(Information)
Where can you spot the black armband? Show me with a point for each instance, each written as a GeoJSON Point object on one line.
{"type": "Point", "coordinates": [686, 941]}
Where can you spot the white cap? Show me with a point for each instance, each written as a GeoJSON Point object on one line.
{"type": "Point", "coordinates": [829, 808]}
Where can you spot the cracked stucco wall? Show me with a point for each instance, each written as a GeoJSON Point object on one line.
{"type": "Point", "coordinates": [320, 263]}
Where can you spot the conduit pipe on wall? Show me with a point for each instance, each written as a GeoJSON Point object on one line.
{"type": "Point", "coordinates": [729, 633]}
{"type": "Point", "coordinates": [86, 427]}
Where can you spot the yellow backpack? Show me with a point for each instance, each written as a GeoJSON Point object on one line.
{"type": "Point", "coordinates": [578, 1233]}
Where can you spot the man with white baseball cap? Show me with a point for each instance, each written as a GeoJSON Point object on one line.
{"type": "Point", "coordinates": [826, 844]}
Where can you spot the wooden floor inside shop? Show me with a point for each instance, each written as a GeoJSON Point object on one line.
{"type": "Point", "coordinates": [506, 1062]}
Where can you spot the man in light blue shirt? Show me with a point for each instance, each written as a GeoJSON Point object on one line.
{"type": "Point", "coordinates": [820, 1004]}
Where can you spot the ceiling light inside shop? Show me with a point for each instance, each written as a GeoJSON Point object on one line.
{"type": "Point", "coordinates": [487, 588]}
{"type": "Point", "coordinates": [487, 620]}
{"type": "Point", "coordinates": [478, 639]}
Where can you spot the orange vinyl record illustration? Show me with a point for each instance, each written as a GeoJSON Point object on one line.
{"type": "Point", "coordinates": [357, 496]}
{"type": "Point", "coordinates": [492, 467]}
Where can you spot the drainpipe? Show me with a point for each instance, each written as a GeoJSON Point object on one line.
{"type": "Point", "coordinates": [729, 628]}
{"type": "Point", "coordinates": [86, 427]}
(End Information)
> Aim of the task
Copy out all of the data. Keep every word unchanged.

> Response below
Where can you spot the black armband? Show me with a point for each instance, each written as a GeoJSON Point object on one line.
{"type": "Point", "coordinates": [686, 941]}
Where can you spot the white cap? Show me with a point for each instance, each written as a GeoJSON Point object on one line.
{"type": "Point", "coordinates": [829, 808]}
Where can you spot the cracked stucco wall? Show me with a point for each instance, each written as a GeoJSON Point object on one line.
{"type": "Point", "coordinates": [320, 263]}
Where can you spot the conduit pipe on wall? Show me with a point for each instance, each written as a GeoJSON Point object on one line.
{"type": "Point", "coordinates": [729, 633]}
{"type": "Point", "coordinates": [86, 427]}
Where can you spot the yellow backpack? Show me with a point for each instance, each written as a GeoJSON Point object on one line.
{"type": "Point", "coordinates": [578, 1233]}
Where can you spot the man with white baseball cap? Show me with a point for each instance, each written as a GeoJSON Point object on one line.
{"type": "Point", "coordinates": [826, 844]}
Where can you spot the wooden floor inside shop? Show me with a point for each instance, each written as a GeoJSON Point object on one line.
{"type": "Point", "coordinates": [506, 1062]}
Where can you spot the man in light blue shirt? Show me with a point for each instance, each written as a GeoJSON Point object on one line.
{"type": "Point", "coordinates": [820, 1004]}
Where can you spot the ceiling light inside shop? Show me with a point for each instance, each written as a GeoJSON Point object on one line.
{"type": "Point", "coordinates": [487, 588]}
{"type": "Point", "coordinates": [487, 620]}
{"type": "Point", "coordinates": [478, 639]}
Where can you spot the orange vinyl record illustration? Show me with a point for each instance, each written as a GeoJSON Point object on one line.
{"type": "Point", "coordinates": [357, 496]}
{"type": "Point", "coordinates": [492, 467]}
Where can you spot the drainpipe? Show me with a point for each instance, each written as a GeoJSON Point object on one line.
{"type": "Point", "coordinates": [729, 628]}
{"type": "Point", "coordinates": [86, 427]}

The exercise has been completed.